- Set problem: Reproduce the listing below word for word, omitting the pictures.

⟨

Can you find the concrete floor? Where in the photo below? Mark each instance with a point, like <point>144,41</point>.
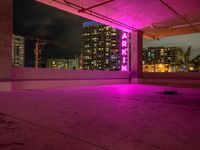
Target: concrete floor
<point>112,117</point>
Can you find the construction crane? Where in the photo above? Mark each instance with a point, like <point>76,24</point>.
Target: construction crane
<point>38,51</point>
<point>39,43</point>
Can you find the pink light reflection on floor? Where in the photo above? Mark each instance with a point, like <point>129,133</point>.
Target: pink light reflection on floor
<point>112,116</point>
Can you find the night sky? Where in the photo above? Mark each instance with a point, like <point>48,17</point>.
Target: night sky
<point>33,19</point>
<point>182,41</point>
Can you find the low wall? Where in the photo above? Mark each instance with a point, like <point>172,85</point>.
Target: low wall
<point>31,78</point>
<point>172,75</point>
<point>183,79</point>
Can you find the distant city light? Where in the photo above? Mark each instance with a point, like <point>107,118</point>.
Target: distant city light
<point>124,52</point>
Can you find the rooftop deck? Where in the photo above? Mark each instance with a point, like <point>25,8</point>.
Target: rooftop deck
<point>113,117</point>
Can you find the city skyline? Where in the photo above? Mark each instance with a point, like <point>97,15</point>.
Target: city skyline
<point>34,19</point>
<point>181,41</point>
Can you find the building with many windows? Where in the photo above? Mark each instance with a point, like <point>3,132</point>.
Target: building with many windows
<point>162,59</point>
<point>18,51</point>
<point>71,64</point>
<point>101,47</point>
<point>194,65</point>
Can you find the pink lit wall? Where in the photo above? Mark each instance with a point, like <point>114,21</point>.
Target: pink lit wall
<point>30,78</point>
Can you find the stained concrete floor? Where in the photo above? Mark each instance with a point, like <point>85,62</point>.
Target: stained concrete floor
<point>112,117</point>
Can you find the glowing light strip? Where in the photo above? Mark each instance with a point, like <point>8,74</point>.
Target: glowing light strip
<point>124,52</point>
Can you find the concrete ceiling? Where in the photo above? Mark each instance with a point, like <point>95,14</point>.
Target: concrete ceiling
<point>156,18</point>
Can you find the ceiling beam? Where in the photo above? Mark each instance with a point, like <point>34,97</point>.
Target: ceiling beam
<point>96,5</point>
<point>179,15</point>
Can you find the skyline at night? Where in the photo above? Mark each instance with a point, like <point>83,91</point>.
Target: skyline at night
<point>35,20</point>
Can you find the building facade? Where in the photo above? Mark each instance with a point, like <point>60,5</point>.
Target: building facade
<point>102,47</point>
<point>71,64</point>
<point>18,51</point>
<point>194,65</point>
<point>162,59</point>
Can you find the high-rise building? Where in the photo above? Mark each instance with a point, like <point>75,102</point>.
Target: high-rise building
<point>18,52</point>
<point>194,64</point>
<point>71,64</point>
<point>104,47</point>
<point>162,59</point>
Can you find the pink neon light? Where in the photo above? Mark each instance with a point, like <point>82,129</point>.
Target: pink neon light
<point>124,36</point>
<point>124,51</point>
<point>124,60</point>
<point>124,43</point>
<point>124,67</point>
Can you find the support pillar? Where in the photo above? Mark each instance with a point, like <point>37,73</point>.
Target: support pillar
<point>5,41</point>
<point>136,54</point>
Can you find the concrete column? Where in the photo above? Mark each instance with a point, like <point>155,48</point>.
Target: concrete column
<point>5,39</point>
<point>136,54</point>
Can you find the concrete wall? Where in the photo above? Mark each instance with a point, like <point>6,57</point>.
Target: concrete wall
<point>31,78</point>
<point>183,79</point>
<point>172,75</point>
<point>5,39</point>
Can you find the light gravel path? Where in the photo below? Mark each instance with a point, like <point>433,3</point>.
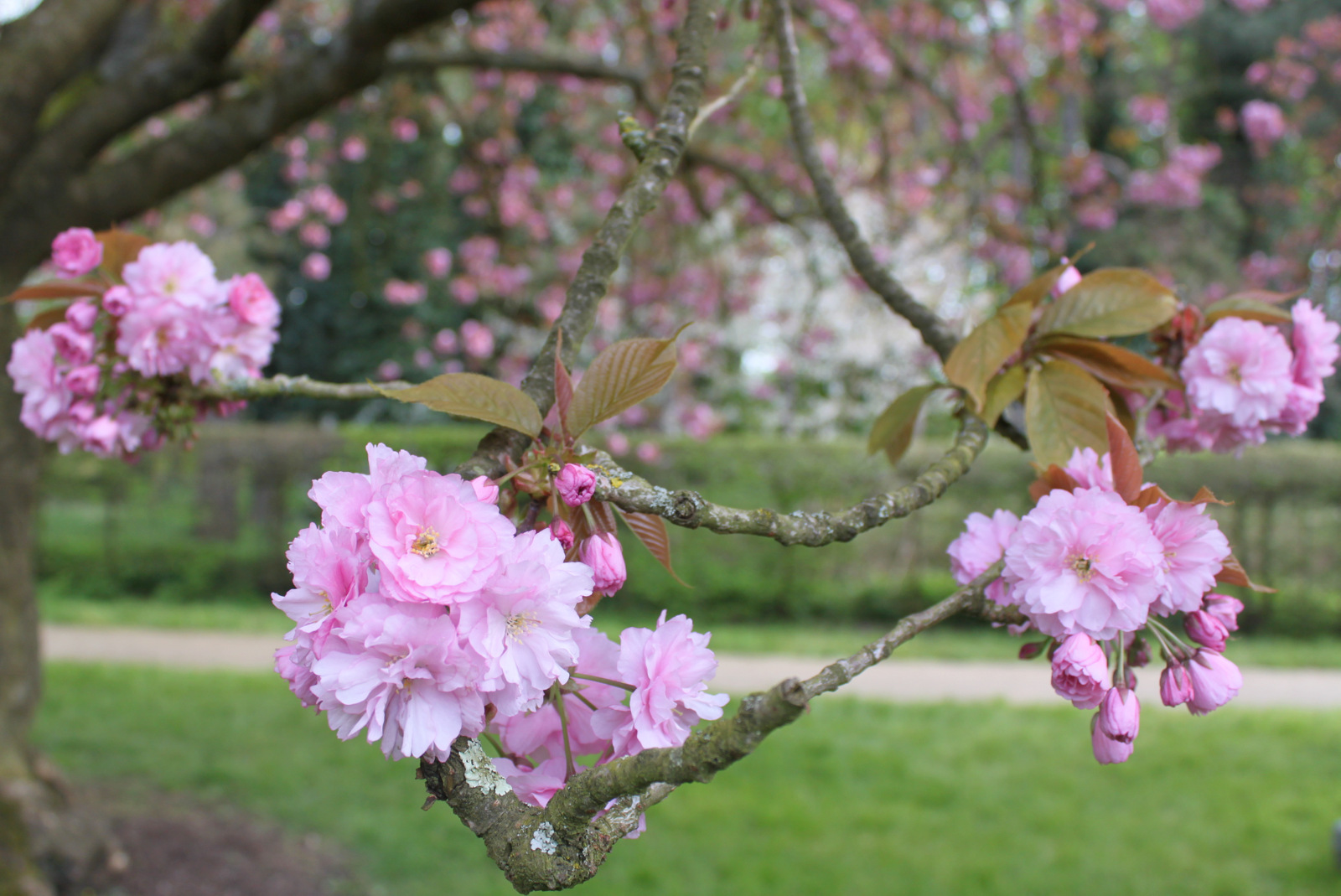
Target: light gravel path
<point>893,681</point>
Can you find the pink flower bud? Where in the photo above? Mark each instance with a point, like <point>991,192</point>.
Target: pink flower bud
<point>1115,726</point>
<point>563,534</point>
<point>1215,681</point>
<point>486,489</point>
<point>84,381</point>
<point>576,484</point>
<point>117,301</point>
<point>1080,671</point>
<point>77,251</point>
<point>605,557</point>
<point>1225,608</point>
<point>80,315</point>
<point>1175,684</point>
<point>1206,630</point>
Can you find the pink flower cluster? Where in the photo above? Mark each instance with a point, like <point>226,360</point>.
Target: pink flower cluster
<point>1244,381</point>
<point>94,380</point>
<point>1093,572</point>
<point>420,612</point>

⟩

- The answer:
Can you find the concrete floor? Where in the photo below? Mark each instance with a point, like <point>144,41</point>.
Target: concrete floor
<point>112,117</point>
Can you find the construction crane? Where in the photo above? Mark each instance with a point, like <point>76,24</point>.
Target: construction crane
<point>38,51</point>
<point>39,43</point>
Can you find the pink light reflection on floor? Where in the photo above? Mark each instance with a point, like <point>129,133</point>.
Target: pink light reflection on floor
<point>112,116</point>
Can you find the night sky? Where in the photo above? Mark each instance with a point, like <point>48,17</point>.
Target: night sky
<point>33,19</point>
<point>182,41</point>
Can you find the low wall? Where in the photo above? Mark each instance with a point, like <point>172,85</point>.
Target: low wall
<point>31,78</point>
<point>172,75</point>
<point>183,79</point>
Can you find the distant city light? Where in the photo above? Mark each instance with a point, like <point>107,118</point>.
Target: distant city light
<point>124,52</point>
Can you find the rooftop deck? Where in the photo above? Mark each instance with a point, like <point>25,8</point>.
Target: rooftop deck
<point>113,117</point>
Can you find the city skyline? Where in the photo above? Mark each instance with a point, like <point>97,15</point>.
Target: city skyline
<point>34,19</point>
<point>181,41</point>
Can you find the building with many windows? Where in the photo above? Mark each instance with a point, like <point>3,132</point>.
Target: building with many windows
<point>162,59</point>
<point>18,51</point>
<point>71,64</point>
<point>101,47</point>
<point>194,65</point>
Can you find the pink lit wall? Where in the photo above? Mark each instance with a point, like <point>114,21</point>.
Target: pink lit wall
<point>30,78</point>
Can you find the stained concrete floor? Where in the photo above? Mark each instance with a point, like <point>85,62</point>.
Target: stained concrete floor
<point>112,117</point>
Can you find the glowing light strip? Where in the photo above? Mark each instance with a point, like <point>8,74</point>.
Target: glowing light strip
<point>124,52</point>
Can you find the concrete ceiling? Where in the photo above? Mark each instance with a point, like <point>95,14</point>.
Target: concrete ceiling
<point>156,18</point>
Can you find the ceiling beam? Where in the photo above? Mark each instance with a point, like <point>34,97</point>.
Target: ceiling beam
<point>96,5</point>
<point>179,15</point>
Can you find the skyline at night? Where in the photo above? Mark each instance with a point, like <point>83,91</point>.
Target: skyline at night
<point>35,20</point>
Can you find the building facade? Where in the photo above? Mark each instance with a point, like <point>60,5</point>.
Target: building facade
<point>102,47</point>
<point>71,64</point>
<point>18,51</point>
<point>194,65</point>
<point>162,59</point>
Can you find the high-rise building? Where in the photo above? Mark each instance with a point, like <point>75,102</point>.
Target: high-rise building
<point>18,52</point>
<point>194,64</point>
<point>71,64</point>
<point>104,47</point>
<point>162,59</point>
Can you find the pink neon light? Where in the photo above? Mark each instance with a point, like <point>82,129</point>.
Target: pink neon light
<point>124,36</point>
<point>124,51</point>
<point>124,60</point>
<point>124,43</point>
<point>124,67</point>
Can you find the support pillar? Where in the photo above? Mark each instance with a point, like <point>37,73</point>.
Target: support pillar
<point>5,41</point>
<point>136,54</point>
Can you find the concrete column? Where in the photo above? Mark each instance with a point, like <point>155,48</point>.
Target: concrete column
<point>5,39</point>
<point>136,54</point>
Can you find the concrete wall? Where in the photo above? Mark each instance with a point, like <point>6,57</point>.
Target: concrete wall
<point>31,78</point>
<point>183,79</point>
<point>172,75</point>
<point>5,39</point>
Can you find the light gravel path? Where in the photo below? Mark each instance with a point, like <point>433,3</point>.
Target: light gravel path
<point>893,681</point>
Can you find the pink flower bud? Where in the photo above? Mark each instance with a point, like <point>991,192</point>.
Target: pink flower bud
<point>1115,726</point>
<point>563,534</point>
<point>1215,681</point>
<point>486,489</point>
<point>84,381</point>
<point>576,484</point>
<point>117,301</point>
<point>1080,671</point>
<point>77,251</point>
<point>605,557</point>
<point>1225,608</point>
<point>80,315</point>
<point>1175,684</point>
<point>1206,630</point>
Can you find the pink flower cluster? Where in the photo above? Mark each instance with a point, like <point>226,360</point>.
Target: pink flower cluster
<point>1244,381</point>
<point>94,380</point>
<point>1093,572</point>
<point>420,612</point>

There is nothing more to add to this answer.